REQUIREMENT 1
Return the passage of the text on seat air cells starting with "The seating system" and going on through "seat belt displacement.", copied word for word.
REQUIREMENT 2
Decide whether each statement below agrees with the text on seat air cells. Answer yes or no for each, and quote the words of the text that settle it.
(a) In U.S. Pat. No. 5,263,765, the microcomputer responds to driver fatigue as shown by seat belt displacement.
(b) U.S. Pat. No. 4,655,505 places a separate pressure sensor in each air cell.
(c) The support structure of U.S. Pat. No. 5,137,329 has three air cells between its front and back plates.
REQUIREMENT 3
Using the text on seat air cells, answer each question below.
(a) What is the adjustment of the air cells in U.S. Pat. No. 4,722,550 a response to?
(b) In U.S. Pat. No. 4,833,614, what does the microcomputer convert the pressure signal into?
(c) Which company is U.S. Pat. No. 4,655,505 assigned to?

DOCUMENT TEXT
——

Inflatable air cells have been used in a variety of configurations in the lumbar region of a seat to provide adjustments to the contour of a seat and in this manner enhance the comfort of the individual using the seat. This is especially important in automobiles where long periods of driving can cause pain and distraction or in other seating applications where individuals are sedentary for long periods of time.
The seating system described in U.S. Pat. No. 4,915,124 involves a simple system of multiple air cells in which each cell is connected through a valve to a source of pressurized air in a manner which allows for simultaneous inflation or deflation of the cells in response to a manually operated switch.
Another air cell inflation system is shown in U.S. Pat. No. 5,263,765. This device inflates the air cells according to two predetermined modes, through tubes individually controlled by valves which are in turn controlled by a microcomputer. The microcomputer is responsive to the fatigue of the driver as represented by seat belt displacement.
The air cells of U.S. Pat. No. 4,722,550 are adjusted in response to engine speed or steering angle and allows for selective inflation between two zones of air cells, one at the sides and one for the bottom and back of the seat. One valve controls each of the zones and is actuated by a microcomputer which receives sensed signals relative to the operating parameters of the automobile.
A manually operated power control system for a lumbar cushion is described in U.S. Pat. No. 4,707,027. A complex seating mechanism is devised to allow the operator to inflate and deflate the cushion while sensing pressure in the cushion to limit actuation of the system to prevent damage.
U.S. Pat. No. 4,833,614 shows a system by which an air cell can be inflated to a selected pressure by sensing the actual pressure, comparing it to the pressure selected and then adjusting the air supply to inflate or deflate the air cell to the selected pressure. In this case the microcomputer converts the pressure signal it receives to a time based signal relative to the period necessary to run the pump to obtain the selected pressure. The pressure is sensed directly from sensors within the air support.
U.S. Pat. No. 4,655,505, assigned to NHK Spring Co. Ltd., discloses a pneumatically controlled seat for a vehicle that has a mechanism which can sense the pressure in each air cell remotely in a manifold using one sensor.
The above systems are limited either to narrow preset operational boundaries or rely on the operator to provide a manual interactive response and they do not provide an arrangement in which the lumbar air cells can be separately adjusted to provide a tilt support to a user's back in the vicinity of the lumbar air cells. Although each attempts to improve the comfort of the user and adjust in some manner to the variety of shapes and sizes of the user, each falls short because of the inherent limitations in the particular system.
Another air cell adjustment mechanism of the prior art is shown in U.S. Pat. No. 5,137,329. This patent describes a support structure consisting of front and back plates between which are sandwiched two air cells. The air cells may be selectively inflated and deflated to provide pivoting adjustment motion to the front plate which provides the support contour for the seat.
Tactile adjustment is provided by the air cell of U.S. Pat. No. 4,807,931 which is also mounted in a seat to provide the support contour for directly engaging the lumbar region of the user's back.
However, such prior art does not utilize the positioning of lumbar air cells to provide a tilt adjustment of a lumbar support for adjusting it to a wide variety of users.

——

ENTRIES PROVIDED
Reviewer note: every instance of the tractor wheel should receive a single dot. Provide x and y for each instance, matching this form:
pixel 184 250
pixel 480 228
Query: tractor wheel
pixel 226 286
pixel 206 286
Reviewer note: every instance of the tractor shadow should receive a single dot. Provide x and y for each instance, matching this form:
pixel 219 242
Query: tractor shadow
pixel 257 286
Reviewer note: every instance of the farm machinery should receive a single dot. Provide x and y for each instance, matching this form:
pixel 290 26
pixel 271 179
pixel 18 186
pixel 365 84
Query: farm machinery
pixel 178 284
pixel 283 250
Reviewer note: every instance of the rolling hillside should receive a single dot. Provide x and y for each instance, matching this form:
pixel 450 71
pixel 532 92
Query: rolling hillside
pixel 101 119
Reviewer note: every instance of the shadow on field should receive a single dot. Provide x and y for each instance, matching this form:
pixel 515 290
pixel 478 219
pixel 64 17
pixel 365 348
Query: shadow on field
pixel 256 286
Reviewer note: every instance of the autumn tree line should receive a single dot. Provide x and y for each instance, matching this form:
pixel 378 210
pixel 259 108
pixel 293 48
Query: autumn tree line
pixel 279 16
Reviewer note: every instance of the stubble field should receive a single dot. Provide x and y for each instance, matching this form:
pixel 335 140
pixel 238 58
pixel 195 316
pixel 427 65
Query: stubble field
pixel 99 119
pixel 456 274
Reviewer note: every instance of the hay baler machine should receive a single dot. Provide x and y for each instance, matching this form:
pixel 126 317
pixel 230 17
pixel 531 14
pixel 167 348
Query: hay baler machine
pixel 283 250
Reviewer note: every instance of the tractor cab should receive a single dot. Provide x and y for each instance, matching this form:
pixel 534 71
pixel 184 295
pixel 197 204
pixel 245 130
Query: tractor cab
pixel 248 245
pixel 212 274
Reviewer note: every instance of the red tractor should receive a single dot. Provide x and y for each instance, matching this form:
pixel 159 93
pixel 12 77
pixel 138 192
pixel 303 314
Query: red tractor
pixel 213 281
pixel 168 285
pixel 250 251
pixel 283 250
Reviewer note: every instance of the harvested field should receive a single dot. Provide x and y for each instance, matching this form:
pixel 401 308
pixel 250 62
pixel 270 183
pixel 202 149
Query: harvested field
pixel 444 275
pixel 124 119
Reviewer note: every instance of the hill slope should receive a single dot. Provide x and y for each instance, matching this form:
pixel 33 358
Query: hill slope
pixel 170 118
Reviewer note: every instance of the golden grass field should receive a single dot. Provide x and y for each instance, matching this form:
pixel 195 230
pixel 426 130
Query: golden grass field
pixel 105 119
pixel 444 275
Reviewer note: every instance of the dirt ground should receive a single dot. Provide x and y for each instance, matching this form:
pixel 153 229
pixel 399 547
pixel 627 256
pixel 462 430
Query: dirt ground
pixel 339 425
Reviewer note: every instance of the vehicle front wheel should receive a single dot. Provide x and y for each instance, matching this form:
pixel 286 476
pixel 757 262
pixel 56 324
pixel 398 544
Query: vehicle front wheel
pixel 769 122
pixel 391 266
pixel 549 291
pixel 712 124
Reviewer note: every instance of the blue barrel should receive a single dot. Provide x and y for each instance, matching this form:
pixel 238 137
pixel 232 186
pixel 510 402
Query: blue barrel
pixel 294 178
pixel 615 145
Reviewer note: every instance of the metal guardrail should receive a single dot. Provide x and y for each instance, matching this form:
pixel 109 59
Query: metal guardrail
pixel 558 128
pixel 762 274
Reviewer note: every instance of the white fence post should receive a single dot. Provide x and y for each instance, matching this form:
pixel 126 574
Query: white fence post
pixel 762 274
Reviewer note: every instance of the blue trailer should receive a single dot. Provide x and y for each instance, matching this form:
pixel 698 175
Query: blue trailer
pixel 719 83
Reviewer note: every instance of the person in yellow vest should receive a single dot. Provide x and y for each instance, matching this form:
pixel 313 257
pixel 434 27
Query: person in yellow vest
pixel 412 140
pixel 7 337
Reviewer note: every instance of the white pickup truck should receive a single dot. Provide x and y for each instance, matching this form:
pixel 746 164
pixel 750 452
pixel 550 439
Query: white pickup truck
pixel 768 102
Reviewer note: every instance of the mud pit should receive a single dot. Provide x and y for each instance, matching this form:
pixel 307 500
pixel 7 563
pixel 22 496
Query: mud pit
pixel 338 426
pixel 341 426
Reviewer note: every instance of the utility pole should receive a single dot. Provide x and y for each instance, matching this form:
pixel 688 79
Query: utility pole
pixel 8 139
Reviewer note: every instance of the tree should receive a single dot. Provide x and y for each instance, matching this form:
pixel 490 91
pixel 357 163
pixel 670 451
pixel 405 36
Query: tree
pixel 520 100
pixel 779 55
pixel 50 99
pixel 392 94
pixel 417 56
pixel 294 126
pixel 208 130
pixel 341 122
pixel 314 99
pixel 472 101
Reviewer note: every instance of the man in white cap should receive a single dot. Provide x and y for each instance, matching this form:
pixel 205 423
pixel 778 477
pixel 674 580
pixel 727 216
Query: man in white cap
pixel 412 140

——

TASK ANSWER 1
The seating system described in U.S. Pat. No. 4,915,124 involves a simple system of multiple air cells in which each cell is connected through a valve to a source of pressurized air in a manner which allows for simultaneous inflation or deflation of the cells in response to a manually operated switch.
Another air cell inflation system is shown in U.S. Pat. No. 5,263,765. This device inflates the air cells according to two predetermined modes, through tubes individually controlled by valves which are in turn controlled by a microcomputer. The microcomputer is responsive to the fatigue of the driver as represented by seat belt displacement.

TASK ANSWER 2
(a) Yes: "The microcomputer is responsive to the fatigue of the driver as represented by seat belt displacement."
(b) No: "can sense the pressure in each air cell remotely in a manifold using one sensor."
(c) No: "front and back plates between which are sandwiched two air cells."

TASK ANSWER 3
(a) Engine speed or steering angle.
(b) A time based signal relative to the period necessary to run the pump to obtain the selected pressure.
(c) NHK Spring Co. Ltd.